Paul Wells, the senior Maclean's columnist who has been doing most of the heavy lifting on the Rights and Democracy mess, is burning out:
I am going to very substantially scale back my writing about this issue. I have reached the point where I am wasting my breath. My consolation is that many tens of thousands of Canadians now see this charade for what it is; that this has turned into a very, very bad day at the office for all concerned, including a few strategic geniuses who thought they could narrow-cast their way to electoral gain while the rest of the country missed this story; and that I have managed to shine a bit of a light on some of the most squalid behaviour I have ever witnessed in 20 years as a reporter. I am so grateful to Maclean’s readers for following the details of this often-complex story.
But if he is indeed exiting, it's with a bang, not a whimper.
To put his for-now closing remarks in context, you need to read the Magnificent Seven's second salvo of self-justification in the National Post on Tuesday. It is so transparently false, so disingenuous, so jam-packed with falsehoods and innuendo, that Wells loses his cool altogether.

□ □ □ □ □

> [Challenges]:
• a. Do the following statements agree with the post about Paul Wells? For each, answer yes or no and quote the words of the post that decide it.
(i) Wells has worked as a reporter for 20 years.
(ii) Wells says he will stop writing about the issue altogether.
(iii) The Magnificent Seven's second piece ran in the National Post on Tuesday.
• b. Rewrite the post about Paul Wells, starting at "Paul Wells, the" and ending at "this often-complex story.", with "charade" changed to "farce".

> [Supplied material]:
□ □ □ □ □

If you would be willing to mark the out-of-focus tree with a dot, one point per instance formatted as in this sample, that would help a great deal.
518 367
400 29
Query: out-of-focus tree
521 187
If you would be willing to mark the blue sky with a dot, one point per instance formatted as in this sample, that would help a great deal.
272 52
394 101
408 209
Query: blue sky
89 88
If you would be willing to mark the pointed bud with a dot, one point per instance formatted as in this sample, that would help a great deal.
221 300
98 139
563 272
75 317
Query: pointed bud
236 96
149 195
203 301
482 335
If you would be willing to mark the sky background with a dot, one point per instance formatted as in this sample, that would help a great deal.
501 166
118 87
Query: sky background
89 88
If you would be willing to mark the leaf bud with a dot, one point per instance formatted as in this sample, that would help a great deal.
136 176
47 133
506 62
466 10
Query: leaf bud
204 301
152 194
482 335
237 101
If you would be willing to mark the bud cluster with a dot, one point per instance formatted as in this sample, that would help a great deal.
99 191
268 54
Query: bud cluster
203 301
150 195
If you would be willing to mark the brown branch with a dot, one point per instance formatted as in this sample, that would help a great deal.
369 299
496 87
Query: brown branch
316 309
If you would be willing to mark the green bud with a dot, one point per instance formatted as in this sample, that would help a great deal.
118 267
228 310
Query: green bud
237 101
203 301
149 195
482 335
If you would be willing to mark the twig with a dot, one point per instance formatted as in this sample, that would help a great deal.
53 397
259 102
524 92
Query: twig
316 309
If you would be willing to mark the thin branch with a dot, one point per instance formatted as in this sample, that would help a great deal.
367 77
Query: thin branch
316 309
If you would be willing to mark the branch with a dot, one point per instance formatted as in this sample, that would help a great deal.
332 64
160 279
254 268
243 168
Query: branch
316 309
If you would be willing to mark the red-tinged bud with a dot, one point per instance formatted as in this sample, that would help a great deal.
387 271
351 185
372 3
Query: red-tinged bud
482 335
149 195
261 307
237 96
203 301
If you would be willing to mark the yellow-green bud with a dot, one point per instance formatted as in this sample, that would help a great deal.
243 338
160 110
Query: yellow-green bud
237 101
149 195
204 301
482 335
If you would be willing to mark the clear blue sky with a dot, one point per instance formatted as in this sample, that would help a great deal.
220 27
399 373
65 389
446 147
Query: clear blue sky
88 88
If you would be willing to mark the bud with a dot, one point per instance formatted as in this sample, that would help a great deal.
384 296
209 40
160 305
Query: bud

□ □ □ □ □

> [Full solutions]:
• a.
(i) Yes: "in 20 years as a reporter"
(ii) No: "I am going to very substantially scale back my writing about this issue."
(iii) Yes: "the Magnificent Seven's second salvo of self-justification in the National Post on Tuesday"

• b.
Paul Wells, the senior Maclean's columnist who has been doing most of the heavy lifting on the Rights and Democracy mess, is burning out:
I am going to very substantially scale back my writing about this issue. I have reached the point where I am wasting my breath. My consolation is that many tens of thousands of Canadians now see this farce for what it is; that this has turned into a very, very bad day at the office for all concerned, including a few strategic geniuses who thought they could narrow-cast their way to electoral gain while the rest of the country missed this story; and that I have managed to shine a bit of a light on some of the most squalid behaviour I have ever witnessed in 20 years as a reporter. I am so grateful to Maclean’s readers for following the details of this often-complex story.